-- GIVEN TASK --
Which lines in the rows below contain the word "target"? Locate each one and copy it out in full.

-- DATA FOR THE TASK --
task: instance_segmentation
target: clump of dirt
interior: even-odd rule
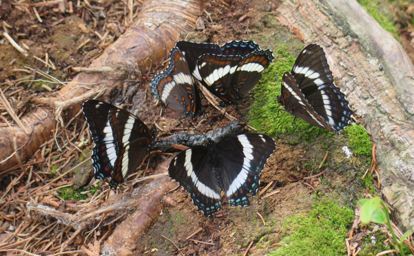
[[[273,181],[275,186],[281,187],[289,183],[288,177],[296,177],[298,174],[300,177],[300,170],[303,169],[304,162],[307,160],[301,146],[277,141],[274,152],[267,160],[262,172],[260,182],[267,184]]]

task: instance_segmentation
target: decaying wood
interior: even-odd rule
[[[144,70],[165,59],[175,42],[195,27],[201,13],[202,3],[200,0],[148,0],[141,8],[137,20],[121,35],[116,42],[107,48],[104,53],[94,60],[90,68],[111,67],[113,70],[106,73],[80,73],[64,87],[55,98],[38,99],[36,103],[46,104],[56,109],[56,106],[72,107],[72,115],[79,112],[80,104],[87,99],[77,98],[78,102],[67,101],[80,96],[88,92],[125,86],[123,76],[133,72],[139,76]],[[51,138],[54,132],[55,116],[52,111],[39,106],[34,111],[21,119],[30,130],[33,124],[37,124],[33,135],[28,134],[16,126],[0,128],[0,160],[5,159],[23,145],[29,139],[26,146],[19,151],[0,167],[6,169],[17,164],[18,158],[24,161],[31,157],[45,141]],[[58,116],[57,117],[59,117]],[[13,140],[17,141],[14,147]]]
[[[384,195],[402,224],[412,228],[412,63],[397,40],[355,0],[288,0],[278,10],[278,19],[306,43],[323,47],[337,84],[377,143]]]
[[[171,160],[167,159],[159,165],[154,174],[166,173]],[[176,184],[175,182],[172,182],[167,176],[156,177],[132,193],[120,193],[110,197],[104,202],[100,201],[100,203],[90,203],[89,206],[82,208],[75,215],[63,213],[37,203],[29,203],[26,206],[32,214],[50,216],[57,219],[60,223],[72,226],[76,230],[72,236],[74,237],[81,232],[92,229],[98,222],[98,225],[111,225],[110,221],[112,219],[107,219],[104,215],[106,213],[113,214],[115,212],[117,216],[123,217],[128,215],[131,209],[136,209],[117,225],[103,247],[104,250],[116,252],[118,255],[130,255],[134,251],[137,241],[152,226],[157,215],[161,212],[162,196]],[[70,242],[70,239],[65,243]],[[65,247],[64,245],[62,248]]]
[[[171,158],[157,167],[154,174],[167,172]],[[172,181],[168,177],[157,179],[141,189],[147,191],[137,200],[139,208],[128,218],[117,226],[113,233],[104,244],[104,250],[116,251],[118,255],[132,255],[135,245],[141,236],[147,231],[156,220],[161,211],[161,198],[171,188],[168,185]],[[175,186],[176,183],[173,182]]]

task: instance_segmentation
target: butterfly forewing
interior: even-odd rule
[[[247,192],[256,195],[260,174],[274,149],[273,139],[258,133],[231,136],[217,145],[224,164],[216,168],[222,174],[224,191],[229,204],[250,204]]]
[[[252,41],[233,40],[224,43],[220,48],[222,55],[240,55],[242,57],[260,49],[259,45]]]
[[[262,77],[262,72],[273,59],[273,55],[270,50],[256,51],[243,58],[236,69],[236,75],[232,81],[232,93],[243,95],[248,92],[257,83]]]
[[[226,105],[236,99],[232,93],[234,72],[243,58],[241,56],[205,54],[198,58],[198,70],[202,83],[209,91],[222,99]]]
[[[212,174],[212,164],[207,149],[193,147],[174,157],[168,168],[171,179],[189,192],[194,205],[206,216],[221,206],[219,184]]]
[[[95,142],[91,158],[96,179],[111,176],[116,159],[112,130],[108,118],[110,110],[114,108],[111,104],[96,100],[87,101],[82,106]]]
[[[157,99],[172,110],[193,118],[204,111],[195,80],[184,55],[178,48],[170,52],[170,64],[165,71],[154,76],[151,87]]]
[[[110,110],[109,123],[117,149],[117,157],[109,186],[116,188],[135,170],[149,153],[154,134],[137,117],[126,110]]]
[[[212,43],[195,43],[181,40],[176,43],[176,47],[183,52],[187,60],[190,72],[199,80],[202,79],[197,68],[198,57],[203,54],[220,55],[221,53],[220,46]]]

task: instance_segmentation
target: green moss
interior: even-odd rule
[[[284,224],[290,235],[281,242],[284,246],[270,252],[272,256],[333,256],[346,254],[345,238],[354,215],[352,210],[339,208],[323,199],[313,205],[308,215],[297,214]]]
[[[88,198],[88,196],[86,194],[84,195],[81,194],[81,192],[92,191],[89,193],[93,195],[98,190],[99,187],[99,183],[98,186],[92,187],[90,189],[79,188],[75,189],[72,187],[65,187],[62,188],[59,190],[59,196],[65,200],[84,200]]]
[[[354,125],[345,128],[349,138],[348,145],[355,154],[369,157],[372,152],[372,143],[369,135],[362,126]]]
[[[388,238],[388,235],[383,233],[380,230],[365,237],[363,238],[363,242],[360,244],[362,249],[359,255],[361,256],[375,256],[381,251],[393,249],[389,243],[384,243],[384,241]]]
[[[386,1],[379,0],[357,0],[383,29],[398,40],[397,28],[394,24],[392,14],[386,10]]]
[[[51,170],[51,173],[53,175],[55,174],[56,174],[56,170],[57,170],[58,168],[59,167],[58,167],[57,165],[54,165],[52,166],[52,169]]]
[[[288,50],[288,46],[278,48],[273,52],[274,60],[263,71],[262,78],[253,90],[257,99],[250,110],[249,124],[258,129],[258,132],[276,137],[282,134],[297,134],[300,132],[303,138],[311,140],[320,134],[329,133],[326,129],[317,127],[300,118],[296,118],[283,111],[277,102],[280,95],[280,85],[276,84],[276,75],[279,82],[283,74],[290,71],[296,57]],[[295,124],[296,123],[296,124]]]

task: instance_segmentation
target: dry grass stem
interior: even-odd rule
[[[247,255],[248,253],[249,252],[249,250],[250,249],[250,247],[252,247],[252,245],[253,244],[253,241],[250,242],[250,244],[249,244],[249,246],[247,246],[247,249],[246,249],[246,251],[244,252],[243,254],[243,256],[246,256]]]
[[[184,254],[183,254],[183,253],[182,252],[181,252],[181,251],[180,251],[180,250],[181,250],[181,249],[180,249],[180,248],[178,248],[178,246],[177,246],[177,245],[176,245],[176,243],[174,243],[174,242],[173,242],[173,240],[171,240],[171,239],[170,239],[169,238],[167,238],[167,237],[164,237],[164,236],[163,236],[163,235],[161,235],[161,237],[164,237],[164,238],[165,238],[166,239],[167,239],[167,240],[168,240],[168,241],[170,241],[170,242],[171,242],[171,243],[173,243],[173,245],[174,245],[174,246],[176,246],[176,248],[177,248],[177,250],[178,250],[178,252],[179,253],[179,254],[183,254],[183,256],[185,256],[184,255]]]
[[[13,120],[17,124],[17,125],[19,126],[22,130],[24,132],[24,133],[26,134],[29,133],[29,132],[26,130],[26,126],[23,125],[23,123],[22,122],[20,118],[16,115],[14,110],[13,110],[13,108],[12,107],[10,103],[9,103],[8,101],[7,100],[6,96],[4,95],[4,93],[3,93],[3,90],[1,88],[0,88],[0,102],[1,102],[2,105],[6,109],[7,113],[13,118]]]
[[[280,192],[280,190],[275,190],[274,191],[272,191],[270,193],[269,193],[266,194],[265,196],[263,196],[262,197],[262,198],[264,198],[267,197],[269,197],[269,196],[272,196],[273,195],[274,195],[275,194],[277,194],[277,193]]]
[[[258,216],[259,216],[259,217],[260,217],[260,220],[262,220],[262,222],[263,222],[263,225],[266,226],[266,222],[265,222],[265,220],[263,218],[263,217],[262,216],[262,215],[258,212],[256,212],[256,214],[257,214]]]
[[[196,243],[201,243],[202,244],[210,244],[211,245],[214,245],[215,244],[214,243],[210,243],[209,242],[205,242],[204,241],[200,241],[199,240],[196,240],[195,239],[193,239],[192,238],[189,238],[188,240],[190,241],[193,241],[193,242],[195,242]]]
[[[16,48],[16,50],[18,51],[21,53],[23,54],[24,57],[27,57],[29,56],[29,53],[28,53],[27,51],[24,50],[22,47],[20,46],[17,43],[14,41],[14,40],[13,40],[12,37],[10,36],[9,33],[6,31],[5,31],[3,32],[3,36],[4,36],[6,39],[10,42],[10,43],[13,46],[13,47]]]
[[[268,189],[269,189],[269,188],[270,187],[270,186],[272,186],[272,184],[273,184],[273,181],[270,181],[269,183],[269,184],[268,184],[267,185],[266,185],[265,187],[265,188],[264,188],[262,190],[262,191],[260,191],[260,193],[259,193],[258,194],[258,196],[260,196],[262,194],[263,194],[263,193],[265,192],[266,191],[267,191]]]
[[[198,234],[199,232],[200,232],[200,231],[201,231],[201,230],[203,230],[203,228],[200,227],[200,228],[198,229],[197,230],[197,231],[196,231],[195,232],[194,232],[194,233],[193,233],[191,234],[190,234],[189,236],[188,236],[188,237],[187,237],[187,238],[185,239],[185,240],[188,240],[188,239],[191,238],[193,237],[196,234]]]
[[[328,155],[329,155],[329,151],[327,151],[326,154],[325,154],[325,157],[323,158],[323,160],[322,162],[320,162],[320,164],[319,164],[320,169],[322,168],[322,166],[325,163],[325,161],[326,161],[326,159],[328,158]]]

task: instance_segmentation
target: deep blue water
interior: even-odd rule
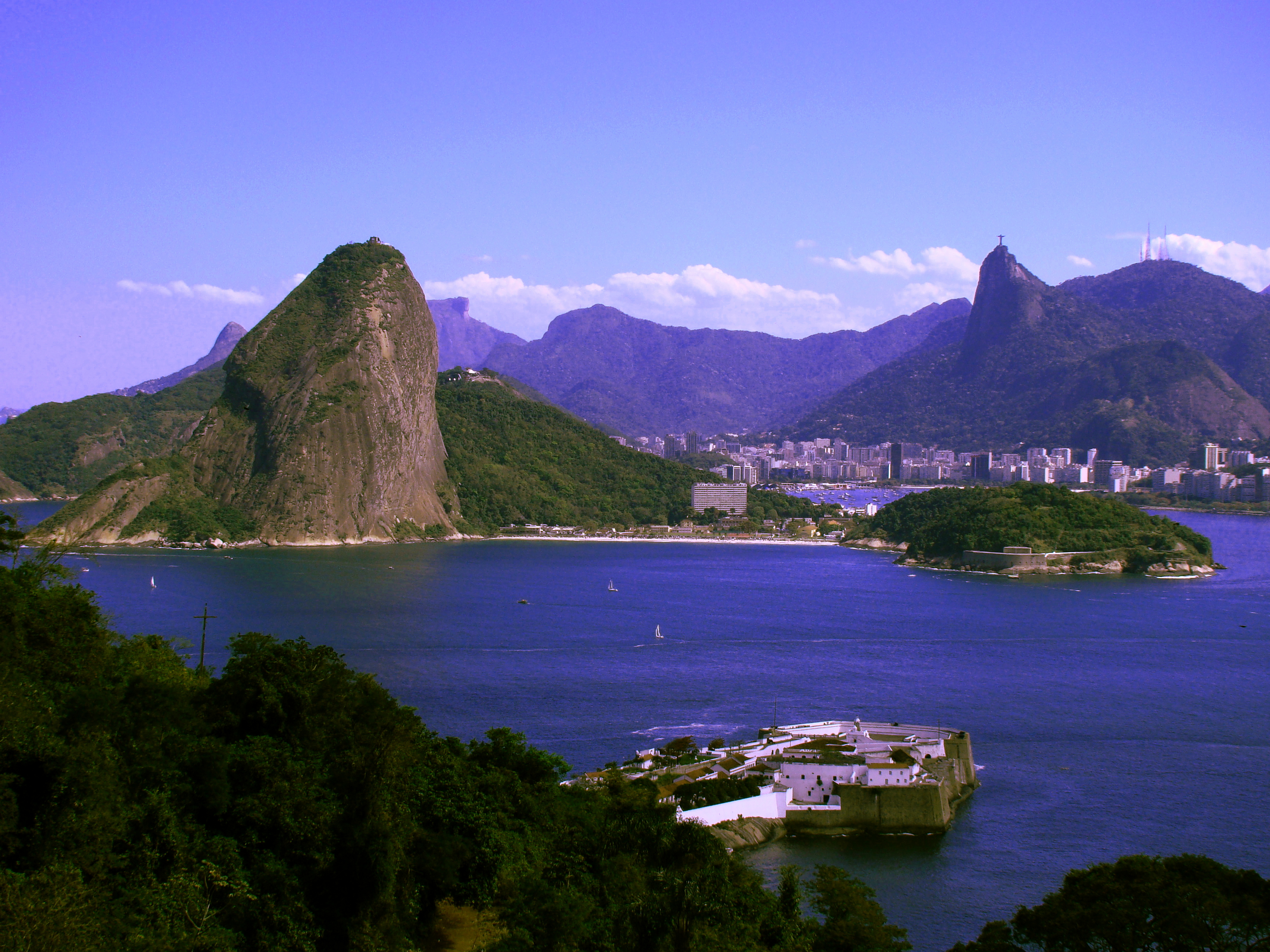
[[[511,725],[579,769],[672,734],[752,737],[773,701],[782,722],[964,727],[983,787],[949,834],[749,853],[851,869],[937,951],[1124,853],[1270,873],[1270,519],[1168,515],[1229,570],[1010,580],[832,545],[536,541],[69,564],[124,632],[194,637],[206,602],[210,664],[237,631],[304,635],[442,732]]]

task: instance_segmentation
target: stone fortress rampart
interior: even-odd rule
[[[942,833],[958,803],[979,786],[970,735],[942,726],[814,721],[770,727],[745,744],[714,745],[691,763],[672,760],[668,769],[665,753],[638,751],[625,770],[658,783],[658,801],[677,805],[681,820],[707,826],[763,819],[781,821],[789,833]],[[580,779],[602,777],[594,772]],[[678,809],[695,798],[686,784],[725,778],[757,779],[758,793]]]

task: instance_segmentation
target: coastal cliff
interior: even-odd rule
[[[343,245],[239,341],[183,453],[194,485],[269,545],[452,531],[436,381],[437,331],[405,258]]]
[[[265,545],[453,533],[423,291],[377,240],[326,255],[235,347],[189,442],[103,480],[32,533]]]

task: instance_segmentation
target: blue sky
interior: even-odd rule
[[[377,235],[523,336],[786,336],[1175,256],[1270,283],[1264,3],[0,11],[0,405],[168,373]]]

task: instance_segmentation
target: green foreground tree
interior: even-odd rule
[[[1203,856],[1126,856],[1073,869],[1040,905],[952,952],[1270,949],[1270,881]]]

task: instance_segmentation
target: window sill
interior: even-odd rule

-- TASK SOLUTION --
target: clump of dirt
target: decaying wood
target: butterfly forewing
target: green moss
target: dry grass stem
target: deep blue water
target: stone fortress rampart
target: coastal cliff
target: blue sky
target: green foreground tree
target: window sill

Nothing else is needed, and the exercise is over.